- Exercise aim
Print, exactly and completely, every entry in the data.

- Exercise inputs
- - - -
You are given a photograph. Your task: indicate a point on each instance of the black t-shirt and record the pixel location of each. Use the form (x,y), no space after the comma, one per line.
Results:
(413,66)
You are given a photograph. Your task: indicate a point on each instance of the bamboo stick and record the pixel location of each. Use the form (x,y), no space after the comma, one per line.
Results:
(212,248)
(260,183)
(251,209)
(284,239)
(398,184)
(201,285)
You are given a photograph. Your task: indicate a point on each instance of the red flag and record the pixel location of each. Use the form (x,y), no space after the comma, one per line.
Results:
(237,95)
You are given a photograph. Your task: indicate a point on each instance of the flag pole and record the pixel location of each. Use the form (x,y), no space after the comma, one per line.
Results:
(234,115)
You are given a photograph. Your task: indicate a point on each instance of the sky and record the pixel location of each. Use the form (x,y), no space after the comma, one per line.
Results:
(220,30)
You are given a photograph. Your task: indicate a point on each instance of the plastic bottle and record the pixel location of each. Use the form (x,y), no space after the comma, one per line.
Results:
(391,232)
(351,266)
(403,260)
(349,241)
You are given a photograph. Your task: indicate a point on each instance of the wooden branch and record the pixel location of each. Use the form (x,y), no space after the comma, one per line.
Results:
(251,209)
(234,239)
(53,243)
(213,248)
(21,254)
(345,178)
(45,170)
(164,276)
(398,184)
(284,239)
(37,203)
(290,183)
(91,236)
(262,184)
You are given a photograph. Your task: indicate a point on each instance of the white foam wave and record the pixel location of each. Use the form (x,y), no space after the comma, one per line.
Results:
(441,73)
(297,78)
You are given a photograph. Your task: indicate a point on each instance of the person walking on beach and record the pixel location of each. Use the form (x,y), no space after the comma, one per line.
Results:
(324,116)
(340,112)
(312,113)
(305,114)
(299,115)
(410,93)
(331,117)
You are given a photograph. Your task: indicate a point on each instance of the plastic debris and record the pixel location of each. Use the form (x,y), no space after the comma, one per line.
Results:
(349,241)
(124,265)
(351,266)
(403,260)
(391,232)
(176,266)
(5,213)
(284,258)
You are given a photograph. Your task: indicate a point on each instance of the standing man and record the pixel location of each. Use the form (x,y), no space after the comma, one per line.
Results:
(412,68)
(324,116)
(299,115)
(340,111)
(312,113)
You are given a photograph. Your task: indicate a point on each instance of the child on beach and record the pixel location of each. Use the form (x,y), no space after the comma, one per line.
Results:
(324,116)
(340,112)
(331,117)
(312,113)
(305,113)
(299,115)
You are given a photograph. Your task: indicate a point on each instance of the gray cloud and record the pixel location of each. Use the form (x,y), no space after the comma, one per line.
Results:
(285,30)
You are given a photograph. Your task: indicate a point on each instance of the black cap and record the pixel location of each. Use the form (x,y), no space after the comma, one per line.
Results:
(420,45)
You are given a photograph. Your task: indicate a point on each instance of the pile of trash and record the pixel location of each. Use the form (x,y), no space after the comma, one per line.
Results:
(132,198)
- - - -
- Expected answer
You are given a photograph. Your task: indicate a point on each instance of the black t-shirt and record the pixel location of each. Use the form (x,y), no space after the comma, one per line.
Results:
(413,66)
You are given a photograph. Your task: indicate a point on each instance of the bamboo stick and record the pixel location of each. Use the form (x,y), no space after the comma, one per line.
Results:
(212,248)
(260,183)
(251,209)
(284,239)
(398,184)
(201,285)
You are given a photograph. Your task: indicate a point on each instance of the red flag and record the pixel location of each. Use the form (x,y), no space after the comma, one per line.
Results:
(237,95)
You are given a photograph. Your task: indicate a point on each instance of the flag pole and record the pixel location of each. Use the form (x,y), no space after the comma, one per line.
Results:
(234,115)
You are given a photograph. Your task: indicate a point on each instance of the sky and record the pixel location of each. Use the form (x,y), no space after the comma, one per line.
Results:
(220,30)
You are given a photograph. Your task: indicate a point on each instance of the plastic bottle and record the pixel location of each. Use the form (x,y), no space after the comma, one per line.
Results:
(391,232)
(351,266)
(403,260)
(349,241)
You are given a photograph. Your task: indicate a point on each instance of the wooden branch and record the pixel location of each. Use the form (x,y), no space after the comma, one per line.
Results:
(251,209)
(234,239)
(53,243)
(213,248)
(21,254)
(345,178)
(45,170)
(164,276)
(398,184)
(284,239)
(37,203)
(290,183)
(91,236)
(262,184)
You are given a photograph. Your task: indicate a point on each instance of the white foam wave and record the pixel location of each. Use the form (x,y), no space after the comma, one per line.
Results:
(441,73)
(297,78)
You are given a photograph. Your task: indicate a point on each instance of the person walking on beach and record the pixel location of each. Use the form (x,y), no space after the comma, one per line.
Results:
(324,116)
(340,112)
(312,113)
(305,114)
(299,115)
(410,93)
(331,117)
You are given a photograph. Your task: indicate a point on each instance of the plastic debris and record the pixel location of each. Use the form (x,y), no space after the comma, one per line.
Results:
(349,241)
(124,265)
(351,266)
(403,260)
(391,232)
(176,266)
(5,213)
(284,258)
You are given a photograph. Your task: indicate a point on each instance of the standing man and record the pixel location of each. Use the form (x,y), no space after the comma, one per line.
Results:
(412,68)
(324,116)
(299,115)
(340,111)
(312,113)
You are given a photograph. Your task: indicate a point on each instance of the child on beach and record the pixel location of each. Use the form (x,y), no space after the comma, one per line.
Results:
(324,116)
(340,112)
(331,117)
(312,113)
(305,113)
(299,115)
You are given a photograph. Your task: indicate a point on each instance of the gray cloud and record the pixel location of each. Use the form (x,y), no space after the comma, one per line.
Results:
(285,30)
You are given a photograph. Your task: indicate a point on each instance of the black cap and record the pixel location of each. Use the form (x,y), no space after the comma, one per line.
Results:
(420,45)
You are given a photograph. Your task: indicate a point on each instance of the pile of trash and record the pixel location of each. Use the form (x,y), no space after the comma, one per line.
Results:
(132,198)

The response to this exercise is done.